§ EXERCISE
In the listing below, the lines from the first through the one with "box: [0, 489, 950, 706]" are to be copied word for word.

§ INFORMATION SHOWN

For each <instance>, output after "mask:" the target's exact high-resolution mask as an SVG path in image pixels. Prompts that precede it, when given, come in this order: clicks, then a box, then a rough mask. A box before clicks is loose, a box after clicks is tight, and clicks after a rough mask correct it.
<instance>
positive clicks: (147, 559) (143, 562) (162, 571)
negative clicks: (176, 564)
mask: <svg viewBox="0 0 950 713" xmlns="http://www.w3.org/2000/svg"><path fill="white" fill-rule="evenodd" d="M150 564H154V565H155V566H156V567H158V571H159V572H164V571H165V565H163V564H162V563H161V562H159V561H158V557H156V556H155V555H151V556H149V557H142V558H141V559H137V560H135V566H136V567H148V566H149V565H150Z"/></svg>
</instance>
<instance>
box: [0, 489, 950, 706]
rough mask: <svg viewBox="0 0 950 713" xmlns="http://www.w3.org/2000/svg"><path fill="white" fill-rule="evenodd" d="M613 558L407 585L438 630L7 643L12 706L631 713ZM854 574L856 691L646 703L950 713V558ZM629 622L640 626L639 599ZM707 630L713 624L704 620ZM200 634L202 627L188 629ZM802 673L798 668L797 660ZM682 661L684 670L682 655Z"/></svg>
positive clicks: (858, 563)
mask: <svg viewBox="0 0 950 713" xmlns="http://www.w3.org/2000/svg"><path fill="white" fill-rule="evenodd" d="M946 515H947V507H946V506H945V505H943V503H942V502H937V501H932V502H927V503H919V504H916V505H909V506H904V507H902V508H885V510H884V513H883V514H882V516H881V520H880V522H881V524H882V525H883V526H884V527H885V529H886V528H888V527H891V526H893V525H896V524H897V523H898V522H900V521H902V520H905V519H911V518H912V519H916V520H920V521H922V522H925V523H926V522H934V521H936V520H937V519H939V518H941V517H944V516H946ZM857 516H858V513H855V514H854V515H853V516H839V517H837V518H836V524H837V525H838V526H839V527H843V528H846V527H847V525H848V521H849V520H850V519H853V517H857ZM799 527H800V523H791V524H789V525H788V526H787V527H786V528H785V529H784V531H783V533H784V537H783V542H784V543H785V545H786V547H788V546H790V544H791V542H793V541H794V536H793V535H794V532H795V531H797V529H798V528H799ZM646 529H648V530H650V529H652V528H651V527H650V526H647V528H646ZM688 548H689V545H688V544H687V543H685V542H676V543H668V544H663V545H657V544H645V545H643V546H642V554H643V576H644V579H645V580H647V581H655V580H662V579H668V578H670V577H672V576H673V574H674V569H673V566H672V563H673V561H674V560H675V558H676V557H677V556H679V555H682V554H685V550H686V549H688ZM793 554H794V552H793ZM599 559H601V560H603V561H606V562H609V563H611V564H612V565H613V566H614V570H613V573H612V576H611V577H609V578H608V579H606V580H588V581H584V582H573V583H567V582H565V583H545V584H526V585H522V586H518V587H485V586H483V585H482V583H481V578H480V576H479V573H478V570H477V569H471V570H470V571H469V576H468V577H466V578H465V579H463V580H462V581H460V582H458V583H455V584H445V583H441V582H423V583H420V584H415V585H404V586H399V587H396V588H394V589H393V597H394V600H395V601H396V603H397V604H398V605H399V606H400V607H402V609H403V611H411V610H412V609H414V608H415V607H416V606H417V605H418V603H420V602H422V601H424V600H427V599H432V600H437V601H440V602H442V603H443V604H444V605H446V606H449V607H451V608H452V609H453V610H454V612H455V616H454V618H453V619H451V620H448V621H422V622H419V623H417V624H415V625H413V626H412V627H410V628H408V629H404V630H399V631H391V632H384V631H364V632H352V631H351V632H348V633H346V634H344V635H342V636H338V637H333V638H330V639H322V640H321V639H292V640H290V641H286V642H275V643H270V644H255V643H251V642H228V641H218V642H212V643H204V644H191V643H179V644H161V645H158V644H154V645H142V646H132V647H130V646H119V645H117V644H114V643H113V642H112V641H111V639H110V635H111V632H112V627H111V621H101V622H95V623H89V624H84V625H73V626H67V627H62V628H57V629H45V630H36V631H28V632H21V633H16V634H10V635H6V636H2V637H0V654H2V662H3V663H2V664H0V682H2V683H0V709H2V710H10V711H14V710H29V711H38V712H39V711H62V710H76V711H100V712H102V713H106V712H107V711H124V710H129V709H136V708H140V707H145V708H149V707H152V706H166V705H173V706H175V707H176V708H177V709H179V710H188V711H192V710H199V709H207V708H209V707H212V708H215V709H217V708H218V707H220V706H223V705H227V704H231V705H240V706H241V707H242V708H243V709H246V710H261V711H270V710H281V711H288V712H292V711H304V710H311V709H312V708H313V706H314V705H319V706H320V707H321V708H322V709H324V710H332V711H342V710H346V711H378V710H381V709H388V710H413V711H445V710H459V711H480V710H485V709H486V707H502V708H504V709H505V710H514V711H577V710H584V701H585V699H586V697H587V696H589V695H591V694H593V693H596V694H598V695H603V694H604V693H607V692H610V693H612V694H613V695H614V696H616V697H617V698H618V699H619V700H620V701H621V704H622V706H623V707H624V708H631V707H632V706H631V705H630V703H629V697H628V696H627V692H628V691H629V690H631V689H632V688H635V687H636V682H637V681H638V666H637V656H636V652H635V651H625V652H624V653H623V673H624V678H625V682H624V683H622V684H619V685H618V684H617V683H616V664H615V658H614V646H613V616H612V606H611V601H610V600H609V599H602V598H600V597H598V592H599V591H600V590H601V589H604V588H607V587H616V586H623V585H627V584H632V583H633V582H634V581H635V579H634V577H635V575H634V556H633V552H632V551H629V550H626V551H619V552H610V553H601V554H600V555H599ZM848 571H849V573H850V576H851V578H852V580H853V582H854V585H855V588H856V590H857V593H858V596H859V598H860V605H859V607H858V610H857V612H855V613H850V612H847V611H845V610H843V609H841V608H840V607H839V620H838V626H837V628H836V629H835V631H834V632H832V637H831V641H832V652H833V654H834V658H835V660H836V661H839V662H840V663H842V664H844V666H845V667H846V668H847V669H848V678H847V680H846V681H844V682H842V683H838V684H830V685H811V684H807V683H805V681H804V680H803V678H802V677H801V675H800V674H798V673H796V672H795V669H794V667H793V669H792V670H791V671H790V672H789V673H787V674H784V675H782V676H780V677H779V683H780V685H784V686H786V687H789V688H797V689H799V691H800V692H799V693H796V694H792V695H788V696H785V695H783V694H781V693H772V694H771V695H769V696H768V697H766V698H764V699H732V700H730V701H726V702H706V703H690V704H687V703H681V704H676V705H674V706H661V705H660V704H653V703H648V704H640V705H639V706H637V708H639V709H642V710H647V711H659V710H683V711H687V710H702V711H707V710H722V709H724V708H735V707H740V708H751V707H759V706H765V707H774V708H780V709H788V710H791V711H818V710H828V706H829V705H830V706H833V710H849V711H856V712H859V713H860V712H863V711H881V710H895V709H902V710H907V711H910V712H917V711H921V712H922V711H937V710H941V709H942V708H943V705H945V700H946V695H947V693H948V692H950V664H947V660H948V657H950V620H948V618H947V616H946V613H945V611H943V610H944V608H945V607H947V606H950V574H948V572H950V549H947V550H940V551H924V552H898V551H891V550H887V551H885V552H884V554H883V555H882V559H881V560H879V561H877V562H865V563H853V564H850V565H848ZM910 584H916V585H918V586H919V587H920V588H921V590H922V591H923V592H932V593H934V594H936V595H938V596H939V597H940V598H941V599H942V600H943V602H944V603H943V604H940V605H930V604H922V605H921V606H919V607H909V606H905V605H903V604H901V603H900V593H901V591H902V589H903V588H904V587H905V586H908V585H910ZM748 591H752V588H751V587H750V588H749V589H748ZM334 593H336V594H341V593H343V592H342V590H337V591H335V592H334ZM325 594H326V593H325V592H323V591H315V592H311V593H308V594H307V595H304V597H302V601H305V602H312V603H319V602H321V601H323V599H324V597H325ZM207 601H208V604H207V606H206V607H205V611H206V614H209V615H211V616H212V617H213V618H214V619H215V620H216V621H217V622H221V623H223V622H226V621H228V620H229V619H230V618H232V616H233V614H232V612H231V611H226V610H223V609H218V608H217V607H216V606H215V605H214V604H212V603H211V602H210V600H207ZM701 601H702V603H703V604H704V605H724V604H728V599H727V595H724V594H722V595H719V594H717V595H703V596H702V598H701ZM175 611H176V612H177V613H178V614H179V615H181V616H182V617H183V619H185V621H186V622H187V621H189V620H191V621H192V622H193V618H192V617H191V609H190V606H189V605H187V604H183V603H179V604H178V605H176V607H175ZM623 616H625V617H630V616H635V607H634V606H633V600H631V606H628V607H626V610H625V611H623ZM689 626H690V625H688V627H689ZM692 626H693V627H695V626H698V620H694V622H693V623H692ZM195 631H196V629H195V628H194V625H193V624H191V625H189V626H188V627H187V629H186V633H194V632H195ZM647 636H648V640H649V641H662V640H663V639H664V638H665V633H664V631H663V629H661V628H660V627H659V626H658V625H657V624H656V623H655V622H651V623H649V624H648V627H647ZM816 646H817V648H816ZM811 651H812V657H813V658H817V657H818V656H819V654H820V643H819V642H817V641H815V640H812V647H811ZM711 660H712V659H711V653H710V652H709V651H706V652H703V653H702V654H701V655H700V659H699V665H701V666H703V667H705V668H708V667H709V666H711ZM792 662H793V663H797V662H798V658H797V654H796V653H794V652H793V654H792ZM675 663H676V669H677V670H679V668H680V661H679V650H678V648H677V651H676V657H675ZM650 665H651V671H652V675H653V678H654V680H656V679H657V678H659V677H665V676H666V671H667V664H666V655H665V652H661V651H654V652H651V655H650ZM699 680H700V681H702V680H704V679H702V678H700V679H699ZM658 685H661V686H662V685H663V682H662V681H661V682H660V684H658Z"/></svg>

§ YOUR SOLUTION
For each <instance>, output after "mask:" the target's exact high-resolution mask as an SVG path in image pixels. Prompts that precede it, when given, come in this order: clicks, then a box, then a rough mask. A box before clicks is loose, a box after clicks is tight, and clicks after a rough mask correct it.
<instance>
positive clicks: (147, 559) (143, 562) (162, 571)
negative clicks: (176, 564)
mask: <svg viewBox="0 0 950 713" xmlns="http://www.w3.org/2000/svg"><path fill="white" fill-rule="evenodd" d="M150 564H154V565H155V566H156V567H158V571H159V572H164V571H165V565H163V564H162V563H161V562H159V561H158V557H156V556H155V555H151V556H149V557H142V558H141V559H137V560H135V566H136V567H148V566H149V565H150Z"/></svg>
</instance>
<instance>
box: [0, 489, 950, 706]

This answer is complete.